-- REQUIRED ACTION --
Copy every line from the records below that holds the word "query".

Items listed in a dataset
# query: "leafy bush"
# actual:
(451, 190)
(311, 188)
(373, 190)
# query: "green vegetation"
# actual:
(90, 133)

-- ANSWER --
# query: "leafy bush"
# query: "green vegetation"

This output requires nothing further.